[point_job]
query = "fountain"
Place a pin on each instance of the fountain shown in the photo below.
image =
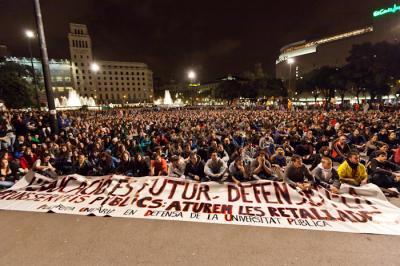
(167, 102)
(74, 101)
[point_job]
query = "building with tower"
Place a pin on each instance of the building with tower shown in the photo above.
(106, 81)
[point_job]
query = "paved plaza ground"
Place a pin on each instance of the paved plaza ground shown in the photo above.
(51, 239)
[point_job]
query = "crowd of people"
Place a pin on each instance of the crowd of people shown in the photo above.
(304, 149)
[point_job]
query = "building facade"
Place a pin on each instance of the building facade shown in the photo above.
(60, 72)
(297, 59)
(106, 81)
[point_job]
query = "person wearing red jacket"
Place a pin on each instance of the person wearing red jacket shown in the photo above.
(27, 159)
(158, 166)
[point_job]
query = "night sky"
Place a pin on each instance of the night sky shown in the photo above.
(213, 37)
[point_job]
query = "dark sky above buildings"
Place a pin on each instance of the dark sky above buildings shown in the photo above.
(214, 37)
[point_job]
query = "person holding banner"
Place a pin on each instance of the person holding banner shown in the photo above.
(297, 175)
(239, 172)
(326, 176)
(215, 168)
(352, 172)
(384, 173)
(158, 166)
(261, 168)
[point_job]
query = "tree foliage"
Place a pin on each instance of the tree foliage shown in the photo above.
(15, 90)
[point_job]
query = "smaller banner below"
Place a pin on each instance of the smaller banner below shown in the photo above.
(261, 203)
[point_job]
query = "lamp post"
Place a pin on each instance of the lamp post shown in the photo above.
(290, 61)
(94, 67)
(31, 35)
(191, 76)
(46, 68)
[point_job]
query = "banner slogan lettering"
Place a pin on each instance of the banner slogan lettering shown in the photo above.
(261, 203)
******
▶ _Problem to solve_:
Look over the listing above. Pick out and copy every line that includes "fountain".

▶ _Result for this task_:
query = "fountain"
Place a pin on each instance of the fountain shown in the photo below.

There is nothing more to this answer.